[WHAT THIS TASK INVOLVES] In the piece on toxic algae, set down word for word everything from "That doesn’t mean" down to "will resist changes.".

[DOCUMENT EXTRACT]
USGS scientists may have solved a pivotal toxic algae mystery in the Caloosahatchee and St. Lucie estuaries.
Why are cyanobacteria blooms in Lake Okeechobee more toxic when the Army Corps flushes them to the coasts? Why is the microcystis that people boat and fish in on the lake so much more noxious and deadly when it reaches Ft. Myers and Stuart? Fingers have been pointed at leaky septic tanks, local runoff, perfect storms of cyanobacteria blends, or unexplained transformations during the lifecycles of toxic algae.
The answer may be amazingly simple: salt. According to the study, Microcystis aeruginosa–a freshwater organism and the most common cyanobacteria in our toxic blooms–starts to die when it reaches saltwater. And when it dies, it releases microcystins–the cyanotoxin that poisoned dogs on the St. Lucie, was detected in 100% of the Treasure Coast residents tested in a medical study this summer, and was found in the air in Cape Coral and Bonita Springs in a FGCU study this fall.
Basically, cyanobacteria cell walls are like balloons. In freshwater the walls don’t leak, the cells stay healthy, and microcystis can regulate the toxins it releases. In saltwater the walls break down and start to leak, killing the cells, letting their toxins seep out. Or burst out, if it happens suddenly like a popped balloon–or like billions of popped balloons, all at once where the cells hit saltwater, simultaneously releasing all the microcystin inside them, along with BMAAs and other health threats.
The popped balloon analogy could explain why so many dogs in the same spot on the St. Lucie, in the same short time span ran into lethal levels of microcystin. If the discharged cyanobacteria from Lake Okeechobee met a concentration of saltwater near that spot, could a sudden die-off have popped billions of toxic balloons and filled the water with enough microcystin to become deadly?
If so, this discovery changes what we know about the risks of discharges. If the potential for blooms to become lethal explodes when they reach saltwater–exactly where millions of people live and spend time in the water–then intentionally releasing them on coastal communities is appalling. Government agencies have used ignorance as an excuse, claiming water management policies were set before they knew about the health impacts of discharges. Now they know.
That doesn’t mean they’ll do the right thing. Discharges are still the easiest water management option for Florida’s most influential political power. As long as the sugarcane industry wants the discharges to continue, industry-funded lawmakers and the agencies they oversee will resist changes.
Sometimes, even amid deadly serious revelations about how people are being poisoned, the proposals to keep doing it are almost funny. This week’s example: Instead of cutting the discharges, increase them so much that the naturally brackish estuaries become freshwater. And then manipulate salinity levels (something so delicate and precise that scientists called it “threading the needle”) to pop the toxic balloons at exactly the right time and place, sparing at least some of the people in coastal communities from the full burst of toxins they get now.
The idea might sound laughable, but probably not to the people who don’t get spared. It’s a safe bet that they’d rather just keep toxic discharges away from their communities altogether.

[Records in a dataset]
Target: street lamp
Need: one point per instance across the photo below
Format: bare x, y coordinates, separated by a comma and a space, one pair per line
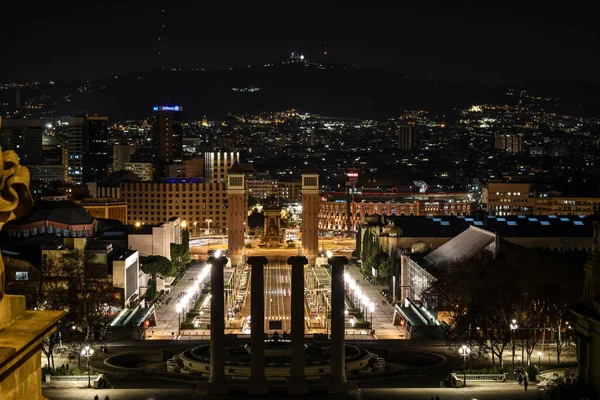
178, 309
464, 351
513, 326
87, 352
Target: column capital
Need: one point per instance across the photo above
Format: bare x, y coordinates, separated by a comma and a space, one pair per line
217, 260
297, 260
257, 260
337, 260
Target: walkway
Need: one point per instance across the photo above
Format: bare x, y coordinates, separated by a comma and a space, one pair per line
383, 313
167, 319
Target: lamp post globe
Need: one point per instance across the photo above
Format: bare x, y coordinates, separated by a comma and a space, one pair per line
513, 327
464, 351
87, 352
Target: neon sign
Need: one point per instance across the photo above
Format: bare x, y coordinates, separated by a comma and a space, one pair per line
167, 108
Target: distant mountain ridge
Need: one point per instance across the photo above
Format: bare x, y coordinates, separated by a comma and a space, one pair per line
327, 89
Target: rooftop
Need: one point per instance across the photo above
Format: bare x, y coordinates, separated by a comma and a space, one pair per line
65, 212
509, 226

[ANSWER TO THIS TASK]
That doesn’t mean they’ll do the right thing. Discharges are still the easiest water management option for Florida’s most influential political power. As long as the sugarcane industry wants the discharges to continue, industry-funded lawmakers and the agencies they oversee will resist changes.